What the task requires -> Which lines below include "surface"? Copy them all.

Spatial localization data:
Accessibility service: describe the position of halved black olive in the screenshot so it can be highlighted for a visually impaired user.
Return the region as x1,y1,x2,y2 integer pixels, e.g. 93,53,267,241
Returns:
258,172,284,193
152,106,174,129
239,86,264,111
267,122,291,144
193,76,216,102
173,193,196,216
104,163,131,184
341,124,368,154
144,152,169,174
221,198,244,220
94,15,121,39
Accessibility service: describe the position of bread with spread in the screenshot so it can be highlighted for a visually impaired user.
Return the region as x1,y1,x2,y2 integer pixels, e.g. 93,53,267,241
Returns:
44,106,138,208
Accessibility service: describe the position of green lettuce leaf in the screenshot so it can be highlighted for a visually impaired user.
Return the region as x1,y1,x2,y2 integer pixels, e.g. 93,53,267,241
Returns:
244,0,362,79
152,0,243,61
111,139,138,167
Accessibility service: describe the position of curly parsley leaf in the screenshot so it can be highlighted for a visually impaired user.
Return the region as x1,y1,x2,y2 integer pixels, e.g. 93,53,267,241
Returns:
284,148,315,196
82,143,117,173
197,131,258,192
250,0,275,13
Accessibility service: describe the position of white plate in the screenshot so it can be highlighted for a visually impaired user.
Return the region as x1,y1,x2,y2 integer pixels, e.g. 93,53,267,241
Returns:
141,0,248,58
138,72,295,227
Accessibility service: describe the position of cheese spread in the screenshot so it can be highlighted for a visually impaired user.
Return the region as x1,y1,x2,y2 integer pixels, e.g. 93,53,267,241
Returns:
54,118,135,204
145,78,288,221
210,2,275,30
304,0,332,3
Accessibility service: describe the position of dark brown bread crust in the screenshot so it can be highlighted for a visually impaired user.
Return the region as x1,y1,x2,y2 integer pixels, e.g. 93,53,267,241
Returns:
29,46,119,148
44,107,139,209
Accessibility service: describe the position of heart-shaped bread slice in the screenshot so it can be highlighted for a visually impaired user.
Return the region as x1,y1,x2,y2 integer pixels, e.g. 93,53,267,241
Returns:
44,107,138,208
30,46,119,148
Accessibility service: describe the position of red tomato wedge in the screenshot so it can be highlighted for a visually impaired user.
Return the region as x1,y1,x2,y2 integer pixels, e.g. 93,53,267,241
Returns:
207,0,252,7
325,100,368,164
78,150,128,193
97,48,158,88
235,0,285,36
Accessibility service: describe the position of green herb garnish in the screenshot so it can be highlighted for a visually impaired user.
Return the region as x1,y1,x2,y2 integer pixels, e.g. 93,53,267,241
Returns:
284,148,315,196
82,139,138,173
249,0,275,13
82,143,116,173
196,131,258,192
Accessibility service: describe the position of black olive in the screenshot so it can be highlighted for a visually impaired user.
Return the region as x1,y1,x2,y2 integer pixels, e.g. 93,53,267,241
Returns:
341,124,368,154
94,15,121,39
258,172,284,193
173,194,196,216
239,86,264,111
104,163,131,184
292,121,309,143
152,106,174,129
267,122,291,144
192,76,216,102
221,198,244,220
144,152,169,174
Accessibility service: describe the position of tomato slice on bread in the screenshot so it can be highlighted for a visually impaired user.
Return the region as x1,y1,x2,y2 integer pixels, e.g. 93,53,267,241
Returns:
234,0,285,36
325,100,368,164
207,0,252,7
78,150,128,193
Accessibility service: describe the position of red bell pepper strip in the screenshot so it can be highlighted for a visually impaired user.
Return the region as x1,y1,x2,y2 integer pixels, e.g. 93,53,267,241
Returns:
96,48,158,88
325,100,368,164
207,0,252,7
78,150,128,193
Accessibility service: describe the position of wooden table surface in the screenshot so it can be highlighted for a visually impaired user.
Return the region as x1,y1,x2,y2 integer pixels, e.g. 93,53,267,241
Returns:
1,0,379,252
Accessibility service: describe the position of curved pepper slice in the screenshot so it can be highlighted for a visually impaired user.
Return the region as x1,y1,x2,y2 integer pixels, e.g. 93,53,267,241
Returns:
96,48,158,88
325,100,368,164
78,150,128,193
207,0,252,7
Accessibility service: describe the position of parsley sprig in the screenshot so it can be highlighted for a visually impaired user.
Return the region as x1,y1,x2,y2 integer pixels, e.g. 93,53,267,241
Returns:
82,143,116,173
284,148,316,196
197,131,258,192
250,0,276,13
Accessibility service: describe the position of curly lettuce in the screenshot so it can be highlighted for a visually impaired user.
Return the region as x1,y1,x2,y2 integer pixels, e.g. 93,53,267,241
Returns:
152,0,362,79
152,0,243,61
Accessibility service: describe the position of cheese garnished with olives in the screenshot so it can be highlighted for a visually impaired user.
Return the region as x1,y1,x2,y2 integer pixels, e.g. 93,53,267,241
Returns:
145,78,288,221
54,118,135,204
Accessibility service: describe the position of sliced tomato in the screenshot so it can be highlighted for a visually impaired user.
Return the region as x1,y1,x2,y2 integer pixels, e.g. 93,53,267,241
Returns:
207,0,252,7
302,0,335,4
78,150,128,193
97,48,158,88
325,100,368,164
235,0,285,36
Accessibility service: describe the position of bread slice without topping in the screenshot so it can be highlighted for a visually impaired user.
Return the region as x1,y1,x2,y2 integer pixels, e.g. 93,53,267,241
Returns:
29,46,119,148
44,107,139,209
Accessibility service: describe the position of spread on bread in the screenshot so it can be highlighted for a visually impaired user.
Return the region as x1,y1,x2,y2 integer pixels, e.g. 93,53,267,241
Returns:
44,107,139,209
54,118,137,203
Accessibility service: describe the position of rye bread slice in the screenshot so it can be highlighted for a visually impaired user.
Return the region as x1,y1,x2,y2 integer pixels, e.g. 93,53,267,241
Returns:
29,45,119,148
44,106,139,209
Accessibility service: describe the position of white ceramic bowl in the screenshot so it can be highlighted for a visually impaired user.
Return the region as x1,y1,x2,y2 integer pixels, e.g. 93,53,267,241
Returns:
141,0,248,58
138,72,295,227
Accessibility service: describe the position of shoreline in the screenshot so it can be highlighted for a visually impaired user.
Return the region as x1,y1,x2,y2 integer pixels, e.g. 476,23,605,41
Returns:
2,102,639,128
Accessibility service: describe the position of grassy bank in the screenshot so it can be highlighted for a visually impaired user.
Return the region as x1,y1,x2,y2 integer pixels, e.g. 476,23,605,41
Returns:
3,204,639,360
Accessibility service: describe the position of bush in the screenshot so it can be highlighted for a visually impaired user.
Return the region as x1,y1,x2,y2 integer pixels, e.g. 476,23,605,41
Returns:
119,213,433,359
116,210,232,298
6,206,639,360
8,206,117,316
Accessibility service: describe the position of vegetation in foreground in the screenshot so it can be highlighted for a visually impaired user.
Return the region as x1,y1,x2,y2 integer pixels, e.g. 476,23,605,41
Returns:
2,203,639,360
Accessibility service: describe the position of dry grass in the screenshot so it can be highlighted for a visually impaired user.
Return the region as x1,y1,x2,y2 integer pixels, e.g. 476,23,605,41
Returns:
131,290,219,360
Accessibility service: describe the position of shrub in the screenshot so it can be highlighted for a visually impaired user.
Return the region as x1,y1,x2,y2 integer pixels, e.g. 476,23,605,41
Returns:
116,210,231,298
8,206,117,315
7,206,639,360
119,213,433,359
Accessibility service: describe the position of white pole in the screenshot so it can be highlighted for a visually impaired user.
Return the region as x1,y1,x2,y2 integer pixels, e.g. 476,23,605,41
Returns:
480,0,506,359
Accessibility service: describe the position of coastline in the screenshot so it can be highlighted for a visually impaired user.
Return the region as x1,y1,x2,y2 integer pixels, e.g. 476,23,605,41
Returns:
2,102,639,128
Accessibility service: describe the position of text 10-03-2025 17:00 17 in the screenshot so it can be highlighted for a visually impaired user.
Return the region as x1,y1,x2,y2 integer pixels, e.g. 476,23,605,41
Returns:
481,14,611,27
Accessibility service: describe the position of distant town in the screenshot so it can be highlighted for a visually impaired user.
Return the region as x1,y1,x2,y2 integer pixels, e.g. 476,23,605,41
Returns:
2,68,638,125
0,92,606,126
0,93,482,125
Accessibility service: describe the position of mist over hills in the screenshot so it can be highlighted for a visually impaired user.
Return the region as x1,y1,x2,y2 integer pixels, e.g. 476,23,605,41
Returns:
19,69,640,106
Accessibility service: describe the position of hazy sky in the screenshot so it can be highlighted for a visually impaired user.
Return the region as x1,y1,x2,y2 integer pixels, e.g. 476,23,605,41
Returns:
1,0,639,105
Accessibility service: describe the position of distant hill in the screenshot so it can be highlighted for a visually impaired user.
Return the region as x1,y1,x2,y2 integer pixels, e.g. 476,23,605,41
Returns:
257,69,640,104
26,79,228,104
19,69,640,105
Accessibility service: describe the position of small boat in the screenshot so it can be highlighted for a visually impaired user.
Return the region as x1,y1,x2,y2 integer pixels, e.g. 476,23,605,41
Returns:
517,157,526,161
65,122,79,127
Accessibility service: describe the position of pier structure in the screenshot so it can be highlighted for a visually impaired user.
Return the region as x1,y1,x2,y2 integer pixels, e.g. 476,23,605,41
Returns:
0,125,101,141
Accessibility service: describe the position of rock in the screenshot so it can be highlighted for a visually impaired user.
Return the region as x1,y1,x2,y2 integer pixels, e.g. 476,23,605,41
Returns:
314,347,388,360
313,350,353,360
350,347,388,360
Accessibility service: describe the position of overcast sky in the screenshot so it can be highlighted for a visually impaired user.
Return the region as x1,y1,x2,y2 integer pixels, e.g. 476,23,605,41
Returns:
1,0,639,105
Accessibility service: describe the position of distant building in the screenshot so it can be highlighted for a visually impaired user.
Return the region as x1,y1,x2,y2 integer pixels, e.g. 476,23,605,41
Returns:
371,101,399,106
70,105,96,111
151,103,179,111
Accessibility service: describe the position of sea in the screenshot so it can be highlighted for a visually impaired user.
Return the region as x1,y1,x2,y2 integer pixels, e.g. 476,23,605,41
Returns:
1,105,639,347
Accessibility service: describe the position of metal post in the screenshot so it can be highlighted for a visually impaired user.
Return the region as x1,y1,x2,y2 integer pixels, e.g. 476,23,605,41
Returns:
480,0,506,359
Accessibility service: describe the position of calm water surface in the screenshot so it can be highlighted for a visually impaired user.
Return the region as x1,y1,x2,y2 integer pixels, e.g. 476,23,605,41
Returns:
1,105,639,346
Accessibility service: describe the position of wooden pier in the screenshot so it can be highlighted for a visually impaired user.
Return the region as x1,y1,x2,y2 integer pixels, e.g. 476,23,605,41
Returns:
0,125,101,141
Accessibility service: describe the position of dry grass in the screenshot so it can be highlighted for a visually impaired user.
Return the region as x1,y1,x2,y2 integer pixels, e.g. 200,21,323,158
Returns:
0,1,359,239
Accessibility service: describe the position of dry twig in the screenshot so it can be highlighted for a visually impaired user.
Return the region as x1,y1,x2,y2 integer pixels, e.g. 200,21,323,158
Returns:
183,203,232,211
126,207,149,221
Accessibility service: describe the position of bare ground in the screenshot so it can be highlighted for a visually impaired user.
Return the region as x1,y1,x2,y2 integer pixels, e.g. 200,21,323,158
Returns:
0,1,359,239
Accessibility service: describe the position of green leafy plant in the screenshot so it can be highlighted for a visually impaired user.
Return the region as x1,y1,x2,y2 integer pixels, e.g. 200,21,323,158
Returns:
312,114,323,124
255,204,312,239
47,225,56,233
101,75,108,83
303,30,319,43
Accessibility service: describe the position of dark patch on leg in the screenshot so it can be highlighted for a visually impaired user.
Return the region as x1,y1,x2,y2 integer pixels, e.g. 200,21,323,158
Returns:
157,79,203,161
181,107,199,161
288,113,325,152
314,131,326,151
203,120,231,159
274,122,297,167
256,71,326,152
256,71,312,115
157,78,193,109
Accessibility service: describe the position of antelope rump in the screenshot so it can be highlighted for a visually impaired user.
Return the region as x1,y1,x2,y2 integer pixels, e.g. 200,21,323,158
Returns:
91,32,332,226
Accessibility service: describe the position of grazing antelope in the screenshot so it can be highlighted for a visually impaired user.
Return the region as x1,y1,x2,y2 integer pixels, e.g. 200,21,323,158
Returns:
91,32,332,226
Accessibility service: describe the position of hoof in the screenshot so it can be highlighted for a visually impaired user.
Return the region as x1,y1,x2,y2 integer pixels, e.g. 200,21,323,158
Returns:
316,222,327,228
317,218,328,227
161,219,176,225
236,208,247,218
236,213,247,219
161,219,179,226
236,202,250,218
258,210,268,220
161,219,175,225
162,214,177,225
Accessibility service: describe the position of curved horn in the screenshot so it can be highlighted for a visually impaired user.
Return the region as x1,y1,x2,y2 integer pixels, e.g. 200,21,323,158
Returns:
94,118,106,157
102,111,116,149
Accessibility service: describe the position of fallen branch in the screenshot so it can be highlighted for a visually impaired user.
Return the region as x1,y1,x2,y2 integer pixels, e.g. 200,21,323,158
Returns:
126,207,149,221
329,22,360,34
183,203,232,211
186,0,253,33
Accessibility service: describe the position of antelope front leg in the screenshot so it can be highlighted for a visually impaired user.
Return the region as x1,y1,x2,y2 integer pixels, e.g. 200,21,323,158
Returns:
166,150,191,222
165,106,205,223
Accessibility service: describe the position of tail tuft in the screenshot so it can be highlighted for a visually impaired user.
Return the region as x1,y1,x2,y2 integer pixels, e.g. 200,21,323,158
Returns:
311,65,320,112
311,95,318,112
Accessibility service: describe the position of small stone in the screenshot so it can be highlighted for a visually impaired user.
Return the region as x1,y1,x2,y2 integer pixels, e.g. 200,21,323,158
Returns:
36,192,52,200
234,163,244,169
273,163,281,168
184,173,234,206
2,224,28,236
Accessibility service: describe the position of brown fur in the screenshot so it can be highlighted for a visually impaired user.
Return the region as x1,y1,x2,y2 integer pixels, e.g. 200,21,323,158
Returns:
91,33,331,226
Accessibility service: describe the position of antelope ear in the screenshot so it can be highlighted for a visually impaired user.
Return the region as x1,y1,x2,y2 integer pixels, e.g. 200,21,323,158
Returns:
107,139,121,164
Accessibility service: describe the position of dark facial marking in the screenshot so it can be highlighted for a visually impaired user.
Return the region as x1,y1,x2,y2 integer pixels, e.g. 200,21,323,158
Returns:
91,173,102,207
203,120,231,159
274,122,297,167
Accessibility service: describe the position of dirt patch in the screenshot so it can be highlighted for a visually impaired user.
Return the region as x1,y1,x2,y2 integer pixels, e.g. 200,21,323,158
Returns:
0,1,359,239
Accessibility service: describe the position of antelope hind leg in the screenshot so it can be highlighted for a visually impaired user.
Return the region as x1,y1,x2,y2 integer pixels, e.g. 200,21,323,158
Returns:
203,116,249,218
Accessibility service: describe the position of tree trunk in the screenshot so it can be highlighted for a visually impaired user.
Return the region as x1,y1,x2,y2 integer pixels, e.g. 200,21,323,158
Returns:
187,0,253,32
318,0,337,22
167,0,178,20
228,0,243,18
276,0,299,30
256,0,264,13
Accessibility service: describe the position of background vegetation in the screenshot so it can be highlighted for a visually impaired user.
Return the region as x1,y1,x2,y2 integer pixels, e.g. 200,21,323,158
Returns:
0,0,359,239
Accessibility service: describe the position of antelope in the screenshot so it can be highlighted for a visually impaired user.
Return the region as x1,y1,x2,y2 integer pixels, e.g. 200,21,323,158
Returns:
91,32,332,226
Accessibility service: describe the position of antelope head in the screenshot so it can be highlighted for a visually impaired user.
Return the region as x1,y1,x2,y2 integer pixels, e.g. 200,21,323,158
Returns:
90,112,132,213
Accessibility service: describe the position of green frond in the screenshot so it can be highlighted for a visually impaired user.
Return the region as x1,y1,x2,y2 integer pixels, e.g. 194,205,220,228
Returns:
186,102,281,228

Response below ->
Accessibility service: describe the position of wooden table surface in the screenshot so it can be highlighted for a visually impaired user.
Accessibility service: describe the position of calm water surface in the screenshot so it can be highlighted for a visually impaired user.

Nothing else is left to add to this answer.